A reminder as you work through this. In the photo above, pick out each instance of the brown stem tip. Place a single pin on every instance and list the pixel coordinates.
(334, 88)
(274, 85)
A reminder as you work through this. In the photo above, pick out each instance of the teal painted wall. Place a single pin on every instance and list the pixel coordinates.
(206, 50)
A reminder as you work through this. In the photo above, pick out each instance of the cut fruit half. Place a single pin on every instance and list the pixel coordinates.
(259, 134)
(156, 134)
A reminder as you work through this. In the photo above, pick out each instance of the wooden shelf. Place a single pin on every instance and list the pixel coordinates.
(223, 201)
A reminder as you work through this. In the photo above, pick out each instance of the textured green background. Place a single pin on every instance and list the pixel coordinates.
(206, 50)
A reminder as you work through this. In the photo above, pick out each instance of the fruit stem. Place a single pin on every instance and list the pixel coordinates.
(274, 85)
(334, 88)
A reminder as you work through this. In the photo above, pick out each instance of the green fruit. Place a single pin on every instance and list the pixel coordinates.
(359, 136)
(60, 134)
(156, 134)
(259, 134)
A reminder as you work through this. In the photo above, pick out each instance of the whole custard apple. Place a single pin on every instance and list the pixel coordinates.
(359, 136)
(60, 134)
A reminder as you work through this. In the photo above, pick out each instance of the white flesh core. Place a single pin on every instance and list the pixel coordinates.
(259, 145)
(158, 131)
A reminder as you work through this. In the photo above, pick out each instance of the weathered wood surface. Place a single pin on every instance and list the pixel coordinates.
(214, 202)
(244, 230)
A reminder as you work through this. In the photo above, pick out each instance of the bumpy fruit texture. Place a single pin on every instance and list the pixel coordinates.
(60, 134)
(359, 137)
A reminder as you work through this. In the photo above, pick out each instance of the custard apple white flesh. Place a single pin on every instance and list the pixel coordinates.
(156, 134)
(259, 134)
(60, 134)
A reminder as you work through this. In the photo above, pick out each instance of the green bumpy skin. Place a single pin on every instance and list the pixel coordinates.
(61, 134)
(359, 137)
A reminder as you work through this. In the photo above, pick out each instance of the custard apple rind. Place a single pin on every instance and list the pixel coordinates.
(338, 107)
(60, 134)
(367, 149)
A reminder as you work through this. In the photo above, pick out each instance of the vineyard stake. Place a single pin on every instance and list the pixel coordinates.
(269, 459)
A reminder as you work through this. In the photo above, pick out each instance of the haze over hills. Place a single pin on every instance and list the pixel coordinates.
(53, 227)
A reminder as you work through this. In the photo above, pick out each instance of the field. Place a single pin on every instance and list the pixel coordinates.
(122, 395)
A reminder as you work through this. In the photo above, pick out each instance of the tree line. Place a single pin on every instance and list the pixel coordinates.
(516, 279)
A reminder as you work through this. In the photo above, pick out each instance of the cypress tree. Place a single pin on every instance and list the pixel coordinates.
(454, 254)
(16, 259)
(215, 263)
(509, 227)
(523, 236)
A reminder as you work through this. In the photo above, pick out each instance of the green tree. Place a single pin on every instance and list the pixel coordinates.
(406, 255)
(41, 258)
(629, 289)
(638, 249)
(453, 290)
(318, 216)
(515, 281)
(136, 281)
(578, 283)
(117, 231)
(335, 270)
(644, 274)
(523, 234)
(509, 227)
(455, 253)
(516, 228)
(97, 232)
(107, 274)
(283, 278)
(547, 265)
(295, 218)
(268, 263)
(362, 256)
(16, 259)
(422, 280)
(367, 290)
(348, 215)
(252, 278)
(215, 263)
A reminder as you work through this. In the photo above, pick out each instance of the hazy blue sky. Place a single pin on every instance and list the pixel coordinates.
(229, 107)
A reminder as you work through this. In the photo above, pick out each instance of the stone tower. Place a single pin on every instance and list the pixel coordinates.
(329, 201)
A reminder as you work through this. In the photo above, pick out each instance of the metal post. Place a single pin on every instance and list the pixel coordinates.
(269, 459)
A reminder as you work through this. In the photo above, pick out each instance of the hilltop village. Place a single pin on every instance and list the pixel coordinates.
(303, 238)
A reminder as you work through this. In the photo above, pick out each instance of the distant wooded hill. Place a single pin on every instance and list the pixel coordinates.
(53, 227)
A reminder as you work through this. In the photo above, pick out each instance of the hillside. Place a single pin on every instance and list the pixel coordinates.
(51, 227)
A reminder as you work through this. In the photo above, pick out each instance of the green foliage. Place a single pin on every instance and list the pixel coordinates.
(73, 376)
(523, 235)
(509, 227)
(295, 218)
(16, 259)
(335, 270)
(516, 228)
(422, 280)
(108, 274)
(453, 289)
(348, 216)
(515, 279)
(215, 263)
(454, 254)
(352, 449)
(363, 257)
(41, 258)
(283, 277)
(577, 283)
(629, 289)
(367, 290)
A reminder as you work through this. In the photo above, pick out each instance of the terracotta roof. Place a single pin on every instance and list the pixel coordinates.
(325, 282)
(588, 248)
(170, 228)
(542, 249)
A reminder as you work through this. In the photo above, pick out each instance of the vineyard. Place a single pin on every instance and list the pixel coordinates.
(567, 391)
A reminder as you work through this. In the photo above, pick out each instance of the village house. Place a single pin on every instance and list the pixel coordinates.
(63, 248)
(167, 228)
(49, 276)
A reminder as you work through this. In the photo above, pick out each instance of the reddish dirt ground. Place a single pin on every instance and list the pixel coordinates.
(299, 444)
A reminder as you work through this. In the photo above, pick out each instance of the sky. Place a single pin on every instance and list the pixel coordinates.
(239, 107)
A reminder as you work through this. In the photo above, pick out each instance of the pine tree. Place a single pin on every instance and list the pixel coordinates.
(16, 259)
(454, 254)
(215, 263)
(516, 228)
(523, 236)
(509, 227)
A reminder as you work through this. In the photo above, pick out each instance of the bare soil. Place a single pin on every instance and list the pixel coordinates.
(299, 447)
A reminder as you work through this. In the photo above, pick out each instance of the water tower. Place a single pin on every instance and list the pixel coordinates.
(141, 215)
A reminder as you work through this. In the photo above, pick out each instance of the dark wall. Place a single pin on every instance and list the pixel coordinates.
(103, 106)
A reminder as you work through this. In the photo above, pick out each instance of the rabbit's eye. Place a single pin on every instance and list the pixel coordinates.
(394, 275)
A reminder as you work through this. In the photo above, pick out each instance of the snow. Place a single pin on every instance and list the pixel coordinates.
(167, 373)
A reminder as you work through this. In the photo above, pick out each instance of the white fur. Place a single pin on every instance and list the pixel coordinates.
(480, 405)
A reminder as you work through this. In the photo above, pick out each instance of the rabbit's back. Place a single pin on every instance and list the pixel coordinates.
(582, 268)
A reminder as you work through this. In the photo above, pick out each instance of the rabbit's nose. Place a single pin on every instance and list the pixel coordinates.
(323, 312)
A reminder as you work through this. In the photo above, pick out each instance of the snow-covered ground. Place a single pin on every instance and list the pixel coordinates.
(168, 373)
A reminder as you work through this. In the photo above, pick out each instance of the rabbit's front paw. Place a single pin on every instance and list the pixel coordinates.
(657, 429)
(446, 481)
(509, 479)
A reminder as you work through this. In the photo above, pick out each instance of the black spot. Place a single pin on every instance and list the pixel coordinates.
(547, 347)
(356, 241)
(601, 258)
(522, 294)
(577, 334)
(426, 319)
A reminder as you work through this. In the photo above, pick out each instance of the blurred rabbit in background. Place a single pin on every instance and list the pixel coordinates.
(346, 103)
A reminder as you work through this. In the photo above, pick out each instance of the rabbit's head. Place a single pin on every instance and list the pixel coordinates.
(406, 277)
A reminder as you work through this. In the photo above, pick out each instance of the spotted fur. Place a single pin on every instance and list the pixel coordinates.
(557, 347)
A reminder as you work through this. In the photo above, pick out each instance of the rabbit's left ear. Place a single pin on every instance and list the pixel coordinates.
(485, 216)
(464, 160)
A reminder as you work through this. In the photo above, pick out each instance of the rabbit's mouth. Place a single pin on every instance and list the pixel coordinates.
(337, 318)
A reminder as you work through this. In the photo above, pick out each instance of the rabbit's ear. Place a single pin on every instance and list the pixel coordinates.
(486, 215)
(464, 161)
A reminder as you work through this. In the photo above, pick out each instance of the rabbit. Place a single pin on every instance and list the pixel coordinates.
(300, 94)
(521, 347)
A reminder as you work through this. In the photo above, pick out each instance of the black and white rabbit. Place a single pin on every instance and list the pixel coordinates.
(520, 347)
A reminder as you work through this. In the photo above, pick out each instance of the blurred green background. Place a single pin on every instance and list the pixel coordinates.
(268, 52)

════════════════

__TASK OBJECTIVE__
After locating the line containing "the black and", give that line and every later line of the listing again exactly, up to and including the last.

__ANSWER__
A reminder as you work through this. In the photo above, pick out each instance of the black and white rabbit. Place a single pin on every instance and list the pixel coordinates.
(520, 347)
A reminder as you work through this. In the photo above, pick out each instance of the blurred green background. Place a single pin on every instance and list the pixel coordinates.
(268, 52)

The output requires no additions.